Task goal: Please output the entries that follow exactly, without a single image.

Input data:
►

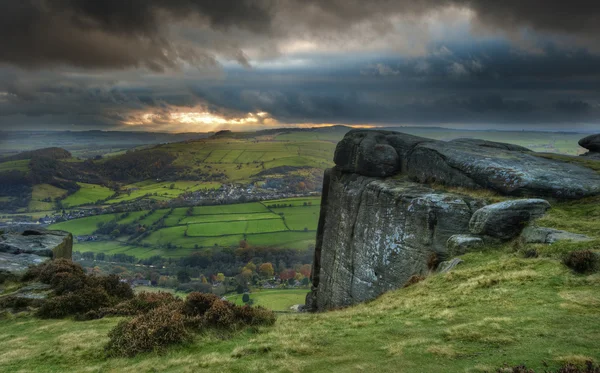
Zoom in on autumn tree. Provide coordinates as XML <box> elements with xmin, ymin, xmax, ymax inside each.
<box><xmin>215</xmin><ymin>272</ymin><xmax>225</xmax><ymax>282</ymax></box>
<box><xmin>280</xmin><ymin>268</ymin><xmax>297</xmax><ymax>281</ymax></box>
<box><xmin>299</xmin><ymin>264</ymin><xmax>311</xmax><ymax>278</ymax></box>
<box><xmin>258</xmin><ymin>263</ymin><xmax>274</xmax><ymax>278</ymax></box>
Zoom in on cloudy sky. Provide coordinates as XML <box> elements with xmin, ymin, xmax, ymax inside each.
<box><xmin>0</xmin><ymin>0</ymin><xmax>599</xmax><ymax>132</ymax></box>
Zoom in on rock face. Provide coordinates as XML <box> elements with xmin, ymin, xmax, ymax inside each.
<box><xmin>0</xmin><ymin>229</ymin><xmax>72</xmax><ymax>273</ymax></box>
<box><xmin>308</xmin><ymin>168</ymin><xmax>483</xmax><ymax>311</ymax></box>
<box><xmin>468</xmin><ymin>199</ymin><xmax>551</xmax><ymax>240</ymax></box>
<box><xmin>309</xmin><ymin>129</ymin><xmax>600</xmax><ymax>312</ymax></box>
<box><xmin>579</xmin><ymin>134</ymin><xmax>600</xmax><ymax>159</ymax></box>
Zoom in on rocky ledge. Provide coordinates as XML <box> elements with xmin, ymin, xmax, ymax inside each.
<box><xmin>0</xmin><ymin>229</ymin><xmax>72</xmax><ymax>273</ymax></box>
<box><xmin>307</xmin><ymin>131</ymin><xmax>600</xmax><ymax>311</ymax></box>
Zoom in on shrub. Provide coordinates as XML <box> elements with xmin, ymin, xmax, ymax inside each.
<box><xmin>403</xmin><ymin>274</ymin><xmax>425</xmax><ymax>288</ymax></box>
<box><xmin>105</xmin><ymin>304</ymin><xmax>191</xmax><ymax>357</ymax></box>
<box><xmin>563</xmin><ymin>250</ymin><xmax>599</xmax><ymax>273</ymax></box>
<box><xmin>203</xmin><ymin>299</ymin><xmax>236</xmax><ymax>329</ymax></box>
<box><xmin>182</xmin><ymin>292</ymin><xmax>220</xmax><ymax>317</ymax></box>
<box><xmin>37</xmin><ymin>287</ymin><xmax>110</xmax><ymax>319</ymax></box>
<box><xmin>0</xmin><ymin>296</ymin><xmax>45</xmax><ymax>310</ymax></box>
<box><xmin>19</xmin><ymin>259</ymin><xmax>135</xmax><ymax>318</ymax></box>
<box><xmin>23</xmin><ymin>259</ymin><xmax>86</xmax><ymax>284</ymax></box>
<box><xmin>233</xmin><ymin>305</ymin><xmax>276</xmax><ymax>327</ymax></box>
<box><xmin>427</xmin><ymin>252</ymin><xmax>440</xmax><ymax>271</ymax></box>
<box><xmin>103</xmin><ymin>291</ymin><xmax>181</xmax><ymax>317</ymax></box>
<box><xmin>89</xmin><ymin>275</ymin><xmax>134</xmax><ymax>300</ymax></box>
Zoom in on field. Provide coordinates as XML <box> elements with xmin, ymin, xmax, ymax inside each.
<box><xmin>159</xmin><ymin>137</ymin><xmax>336</xmax><ymax>183</ymax></box>
<box><xmin>48</xmin><ymin>197</ymin><xmax>322</xmax><ymax>258</ymax></box>
<box><xmin>49</xmin><ymin>214</ymin><xmax>120</xmax><ymax>236</ymax></box>
<box><xmin>27</xmin><ymin>184</ymin><xmax>68</xmax><ymax>211</ymax></box>
<box><xmin>61</xmin><ymin>183</ymin><xmax>114</xmax><ymax>208</ymax></box>
<box><xmin>106</xmin><ymin>181</ymin><xmax>222</xmax><ymax>204</ymax></box>
<box><xmin>0</xmin><ymin>159</ymin><xmax>30</xmax><ymax>172</ymax></box>
<box><xmin>226</xmin><ymin>288</ymin><xmax>309</xmax><ymax>311</ymax></box>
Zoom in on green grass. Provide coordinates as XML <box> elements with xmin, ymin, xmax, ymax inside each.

◄

Expected answer:
Zoom in on autumn tree. Provide coordinates as XML <box> elements with xmin, ymin, xmax, ymax inside each.
<box><xmin>215</xmin><ymin>272</ymin><xmax>225</xmax><ymax>282</ymax></box>
<box><xmin>280</xmin><ymin>268</ymin><xmax>297</xmax><ymax>281</ymax></box>
<box><xmin>299</xmin><ymin>264</ymin><xmax>311</xmax><ymax>278</ymax></box>
<box><xmin>258</xmin><ymin>263</ymin><xmax>274</xmax><ymax>278</ymax></box>
Zoom in on cloudy sky. Provide coordinates as XML <box> elements with xmin, ymin, xmax, ymax inside each.
<box><xmin>0</xmin><ymin>0</ymin><xmax>599</xmax><ymax>132</ymax></box>
Zoom in on rock face. Provide coordinates as XML <box> elements with xmin, ymin, xmax, ymax inside each.
<box><xmin>0</xmin><ymin>229</ymin><xmax>72</xmax><ymax>273</ymax></box>
<box><xmin>308</xmin><ymin>168</ymin><xmax>483</xmax><ymax>311</ymax></box>
<box><xmin>468</xmin><ymin>199</ymin><xmax>551</xmax><ymax>240</ymax></box>
<box><xmin>309</xmin><ymin>129</ymin><xmax>600</xmax><ymax>312</ymax></box>
<box><xmin>579</xmin><ymin>134</ymin><xmax>600</xmax><ymax>159</ymax></box>
Zoom in on rocky ledge. Provide coordinates as XML <box> elements with xmin, ymin, xmax, ymax inside each.
<box><xmin>0</xmin><ymin>229</ymin><xmax>72</xmax><ymax>273</ymax></box>
<box><xmin>307</xmin><ymin>131</ymin><xmax>600</xmax><ymax>311</ymax></box>
Zoom in on shrub. Provide coordinates as XML <box> elements with xmin, ymin, xmax, ymax inside each.
<box><xmin>403</xmin><ymin>274</ymin><xmax>425</xmax><ymax>288</ymax></box>
<box><xmin>105</xmin><ymin>304</ymin><xmax>191</xmax><ymax>357</ymax></box>
<box><xmin>563</xmin><ymin>250</ymin><xmax>599</xmax><ymax>273</ymax></box>
<box><xmin>203</xmin><ymin>299</ymin><xmax>236</xmax><ymax>329</ymax></box>
<box><xmin>182</xmin><ymin>292</ymin><xmax>220</xmax><ymax>317</ymax></box>
<box><xmin>37</xmin><ymin>287</ymin><xmax>110</xmax><ymax>319</ymax></box>
<box><xmin>0</xmin><ymin>296</ymin><xmax>45</xmax><ymax>310</ymax></box>
<box><xmin>19</xmin><ymin>259</ymin><xmax>135</xmax><ymax>318</ymax></box>
<box><xmin>23</xmin><ymin>259</ymin><xmax>86</xmax><ymax>284</ymax></box>
<box><xmin>233</xmin><ymin>305</ymin><xmax>276</xmax><ymax>327</ymax></box>
<box><xmin>427</xmin><ymin>252</ymin><xmax>440</xmax><ymax>271</ymax></box>
<box><xmin>103</xmin><ymin>291</ymin><xmax>181</xmax><ymax>317</ymax></box>
<box><xmin>89</xmin><ymin>275</ymin><xmax>134</xmax><ymax>300</ymax></box>
Zoom in on field. Provide coordinates as XML <box> elements with xmin, ymin, xmax, ymax inside each.
<box><xmin>159</xmin><ymin>137</ymin><xmax>336</xmax><ymax>183</ymax></box>
<box><xmin>48</xmin><ymin>197</ymin><xmax>322</xmax><ymax>258</ymax></box>
<box><xmin>49</xmin><ymin>214</ymin><xmax>120</xmax><ymax>236</ymax></box>
<box><xmin>27</xmin><ymin>184</ymin><xmax>68</xmax><ymax>211</ymax></box>
<box><xmin>61</xmin><ymin>183</ymin><xmax>114</xmax><ymax>208</ymax></box>
<box><xmin>106</xmin><ymin>181</ymin><xmax>222</xmax><ymax>204</ymax></box>
<box><xmin>0</xmin><ymin>159</ymin><xmax>30</xmax><ymax>172</ymax></box>
<box><xmin>226</xmin><ymin>288</ymin><xmax>309</xmax><ymax>311</ymax></box>
Zoom in on green grass. Provide coordinates as XML <box> elements with xmin, ymin, xmax, ymax inside each.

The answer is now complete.